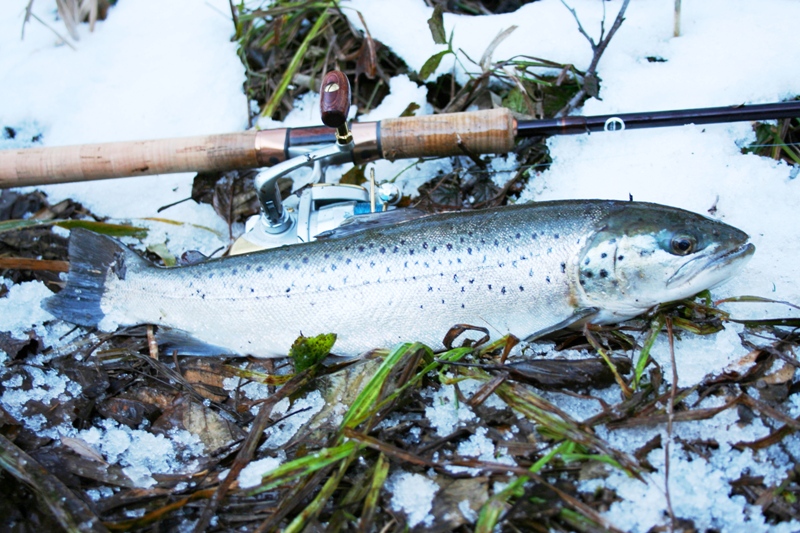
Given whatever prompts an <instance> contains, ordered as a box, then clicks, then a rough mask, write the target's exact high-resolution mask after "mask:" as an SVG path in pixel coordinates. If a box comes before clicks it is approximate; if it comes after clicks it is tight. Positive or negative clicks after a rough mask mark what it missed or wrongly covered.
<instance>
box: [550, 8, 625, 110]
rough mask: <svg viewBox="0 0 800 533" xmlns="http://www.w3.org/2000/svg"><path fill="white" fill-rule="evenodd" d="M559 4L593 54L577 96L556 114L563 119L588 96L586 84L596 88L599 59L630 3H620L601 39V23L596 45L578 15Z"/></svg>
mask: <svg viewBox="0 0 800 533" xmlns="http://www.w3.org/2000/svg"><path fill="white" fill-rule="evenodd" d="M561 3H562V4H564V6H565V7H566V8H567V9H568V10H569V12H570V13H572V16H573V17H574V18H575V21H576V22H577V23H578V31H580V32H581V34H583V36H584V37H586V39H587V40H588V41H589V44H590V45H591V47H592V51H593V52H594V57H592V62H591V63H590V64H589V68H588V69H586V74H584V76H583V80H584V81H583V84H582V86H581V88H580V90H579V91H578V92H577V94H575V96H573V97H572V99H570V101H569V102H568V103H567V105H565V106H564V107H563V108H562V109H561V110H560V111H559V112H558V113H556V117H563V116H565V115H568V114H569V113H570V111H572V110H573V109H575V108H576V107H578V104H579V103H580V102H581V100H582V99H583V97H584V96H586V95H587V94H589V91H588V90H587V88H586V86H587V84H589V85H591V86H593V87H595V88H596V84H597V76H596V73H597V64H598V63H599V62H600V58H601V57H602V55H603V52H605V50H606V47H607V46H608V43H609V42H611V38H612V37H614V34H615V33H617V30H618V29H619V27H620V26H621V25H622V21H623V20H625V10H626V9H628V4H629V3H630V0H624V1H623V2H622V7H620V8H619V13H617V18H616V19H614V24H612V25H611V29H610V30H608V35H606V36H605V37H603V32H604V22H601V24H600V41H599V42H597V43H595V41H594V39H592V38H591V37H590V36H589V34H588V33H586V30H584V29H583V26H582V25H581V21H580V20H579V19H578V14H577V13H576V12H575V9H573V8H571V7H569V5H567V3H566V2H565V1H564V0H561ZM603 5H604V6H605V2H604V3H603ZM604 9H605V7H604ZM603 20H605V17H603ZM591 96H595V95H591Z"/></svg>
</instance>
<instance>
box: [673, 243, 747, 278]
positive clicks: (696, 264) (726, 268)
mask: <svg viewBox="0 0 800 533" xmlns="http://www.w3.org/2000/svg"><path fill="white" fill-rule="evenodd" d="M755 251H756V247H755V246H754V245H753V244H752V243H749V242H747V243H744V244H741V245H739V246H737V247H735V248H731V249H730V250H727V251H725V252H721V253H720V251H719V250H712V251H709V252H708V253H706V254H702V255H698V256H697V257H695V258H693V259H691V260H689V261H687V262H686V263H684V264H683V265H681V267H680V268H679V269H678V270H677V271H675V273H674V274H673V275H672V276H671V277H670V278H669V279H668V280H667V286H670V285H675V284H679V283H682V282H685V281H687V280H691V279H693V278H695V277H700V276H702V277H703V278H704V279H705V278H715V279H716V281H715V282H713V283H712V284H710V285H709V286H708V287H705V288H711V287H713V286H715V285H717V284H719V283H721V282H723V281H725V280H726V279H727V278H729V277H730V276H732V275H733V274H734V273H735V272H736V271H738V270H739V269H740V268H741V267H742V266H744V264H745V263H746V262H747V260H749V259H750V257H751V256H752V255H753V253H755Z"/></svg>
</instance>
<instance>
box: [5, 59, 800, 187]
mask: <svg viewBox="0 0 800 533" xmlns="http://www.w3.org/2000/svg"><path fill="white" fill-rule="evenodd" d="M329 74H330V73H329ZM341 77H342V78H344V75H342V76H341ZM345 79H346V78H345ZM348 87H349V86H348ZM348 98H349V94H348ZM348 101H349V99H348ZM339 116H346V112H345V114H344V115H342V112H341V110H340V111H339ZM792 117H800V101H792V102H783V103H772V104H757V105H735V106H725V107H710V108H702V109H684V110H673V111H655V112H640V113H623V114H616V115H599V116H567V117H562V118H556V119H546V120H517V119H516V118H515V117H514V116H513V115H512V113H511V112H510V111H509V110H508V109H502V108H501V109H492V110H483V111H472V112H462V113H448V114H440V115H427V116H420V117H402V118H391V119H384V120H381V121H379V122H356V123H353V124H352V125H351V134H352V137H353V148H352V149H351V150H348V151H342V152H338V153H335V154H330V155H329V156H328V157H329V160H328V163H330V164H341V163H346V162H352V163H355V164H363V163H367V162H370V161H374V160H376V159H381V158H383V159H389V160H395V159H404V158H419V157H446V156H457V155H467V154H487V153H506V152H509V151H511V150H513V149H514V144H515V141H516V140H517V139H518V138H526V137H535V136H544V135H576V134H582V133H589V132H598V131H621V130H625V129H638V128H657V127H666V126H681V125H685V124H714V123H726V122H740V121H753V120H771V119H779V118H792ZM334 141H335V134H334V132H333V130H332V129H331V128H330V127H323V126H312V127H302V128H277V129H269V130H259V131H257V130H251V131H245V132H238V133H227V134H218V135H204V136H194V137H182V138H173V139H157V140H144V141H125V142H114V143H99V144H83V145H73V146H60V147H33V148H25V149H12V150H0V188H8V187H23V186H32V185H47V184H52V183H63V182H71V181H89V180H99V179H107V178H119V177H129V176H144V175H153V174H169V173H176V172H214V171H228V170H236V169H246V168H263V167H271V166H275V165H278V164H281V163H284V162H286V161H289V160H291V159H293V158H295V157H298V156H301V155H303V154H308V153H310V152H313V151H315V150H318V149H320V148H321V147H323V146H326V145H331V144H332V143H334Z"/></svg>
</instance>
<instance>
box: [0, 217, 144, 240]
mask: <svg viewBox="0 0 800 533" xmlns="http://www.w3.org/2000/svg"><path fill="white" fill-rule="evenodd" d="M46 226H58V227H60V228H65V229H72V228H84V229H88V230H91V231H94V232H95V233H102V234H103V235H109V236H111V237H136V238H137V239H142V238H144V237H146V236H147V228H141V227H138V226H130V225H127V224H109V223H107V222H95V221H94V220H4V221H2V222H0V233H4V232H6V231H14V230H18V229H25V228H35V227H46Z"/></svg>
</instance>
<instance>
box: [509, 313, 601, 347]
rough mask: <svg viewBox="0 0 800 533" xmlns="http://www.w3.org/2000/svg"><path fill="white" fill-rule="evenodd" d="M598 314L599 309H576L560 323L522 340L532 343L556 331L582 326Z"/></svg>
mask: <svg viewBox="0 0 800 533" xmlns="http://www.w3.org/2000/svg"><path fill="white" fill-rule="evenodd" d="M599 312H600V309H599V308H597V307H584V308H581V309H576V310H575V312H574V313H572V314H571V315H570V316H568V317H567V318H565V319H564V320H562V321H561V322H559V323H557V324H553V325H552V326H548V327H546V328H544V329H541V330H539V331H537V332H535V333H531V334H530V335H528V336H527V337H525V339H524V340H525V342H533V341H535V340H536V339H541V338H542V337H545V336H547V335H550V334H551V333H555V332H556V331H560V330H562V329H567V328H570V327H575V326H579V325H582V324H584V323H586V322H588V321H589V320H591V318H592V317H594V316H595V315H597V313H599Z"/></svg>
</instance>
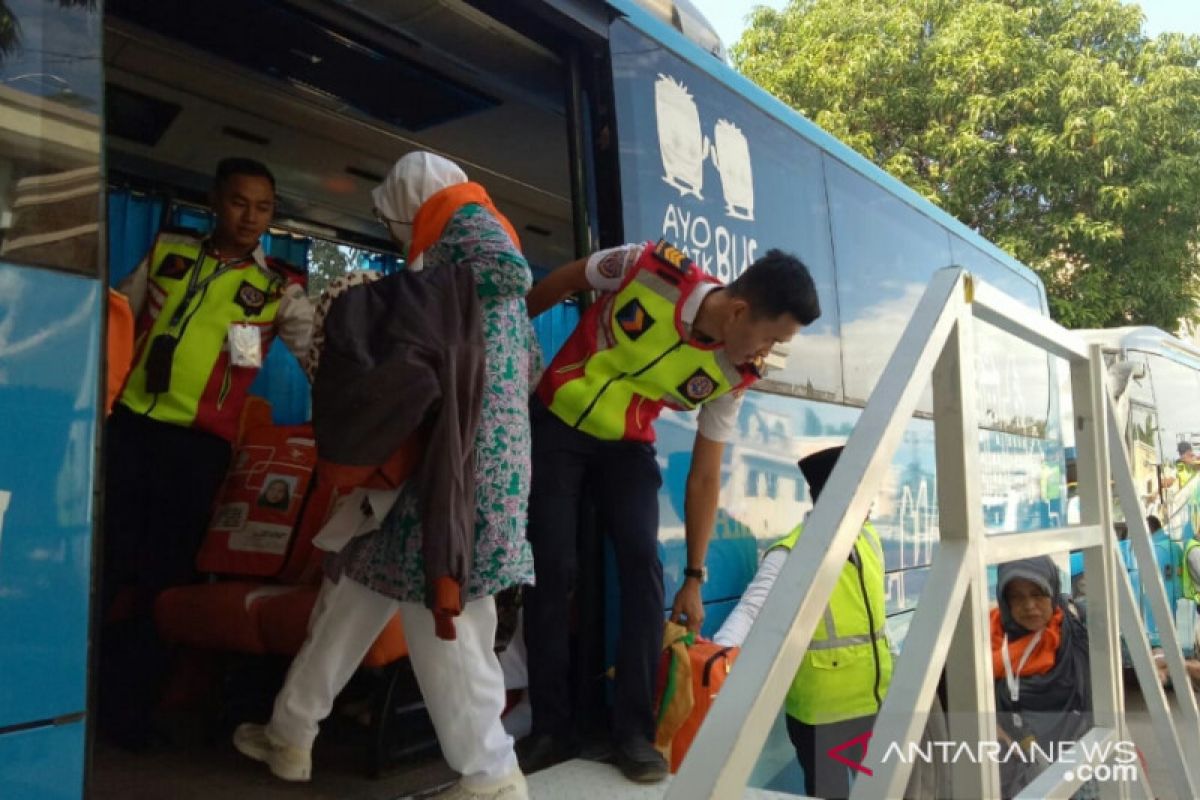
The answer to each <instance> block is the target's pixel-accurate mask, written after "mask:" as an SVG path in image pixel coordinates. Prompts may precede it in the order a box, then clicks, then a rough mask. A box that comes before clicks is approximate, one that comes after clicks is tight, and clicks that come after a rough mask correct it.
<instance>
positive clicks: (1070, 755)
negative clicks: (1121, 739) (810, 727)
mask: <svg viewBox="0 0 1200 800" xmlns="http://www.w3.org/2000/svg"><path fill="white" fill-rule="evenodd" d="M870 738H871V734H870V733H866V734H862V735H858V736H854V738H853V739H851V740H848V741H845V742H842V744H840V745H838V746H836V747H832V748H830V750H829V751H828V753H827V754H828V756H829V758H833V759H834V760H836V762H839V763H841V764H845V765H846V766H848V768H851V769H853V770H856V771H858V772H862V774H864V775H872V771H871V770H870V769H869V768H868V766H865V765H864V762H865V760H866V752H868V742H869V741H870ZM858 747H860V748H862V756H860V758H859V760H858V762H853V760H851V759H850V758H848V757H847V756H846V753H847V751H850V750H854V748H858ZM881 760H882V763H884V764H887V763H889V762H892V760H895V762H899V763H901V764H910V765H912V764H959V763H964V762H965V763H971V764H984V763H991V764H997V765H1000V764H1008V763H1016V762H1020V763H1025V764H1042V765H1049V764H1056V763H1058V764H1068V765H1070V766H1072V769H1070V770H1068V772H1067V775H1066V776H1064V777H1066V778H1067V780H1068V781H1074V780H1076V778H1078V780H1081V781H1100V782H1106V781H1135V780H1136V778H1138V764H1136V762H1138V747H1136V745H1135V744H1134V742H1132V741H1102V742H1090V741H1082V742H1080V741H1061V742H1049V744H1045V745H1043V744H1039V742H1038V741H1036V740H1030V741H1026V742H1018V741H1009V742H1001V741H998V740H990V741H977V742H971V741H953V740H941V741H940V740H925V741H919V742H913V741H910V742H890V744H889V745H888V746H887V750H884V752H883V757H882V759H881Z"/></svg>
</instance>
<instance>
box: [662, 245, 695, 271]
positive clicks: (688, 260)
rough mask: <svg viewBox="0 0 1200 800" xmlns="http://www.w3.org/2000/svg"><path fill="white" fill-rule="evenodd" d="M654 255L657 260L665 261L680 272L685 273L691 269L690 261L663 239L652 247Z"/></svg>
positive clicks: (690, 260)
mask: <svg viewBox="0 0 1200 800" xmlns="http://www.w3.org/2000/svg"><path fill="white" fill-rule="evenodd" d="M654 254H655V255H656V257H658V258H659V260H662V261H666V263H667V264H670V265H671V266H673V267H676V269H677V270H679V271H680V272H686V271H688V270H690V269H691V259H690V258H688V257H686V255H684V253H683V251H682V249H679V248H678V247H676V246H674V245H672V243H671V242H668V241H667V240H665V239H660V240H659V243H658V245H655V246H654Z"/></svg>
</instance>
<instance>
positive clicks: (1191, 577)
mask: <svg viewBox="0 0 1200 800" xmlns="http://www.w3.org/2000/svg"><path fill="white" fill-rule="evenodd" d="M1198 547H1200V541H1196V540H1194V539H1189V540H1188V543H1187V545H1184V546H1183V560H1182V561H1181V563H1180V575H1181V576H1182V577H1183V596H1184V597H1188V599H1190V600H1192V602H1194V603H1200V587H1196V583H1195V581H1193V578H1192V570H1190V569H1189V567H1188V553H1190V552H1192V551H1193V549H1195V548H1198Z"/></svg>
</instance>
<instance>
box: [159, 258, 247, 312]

# Exercise directions
Count up the lines in the entries that hold "target", and respond with that count and no other text.

# Worked solution
2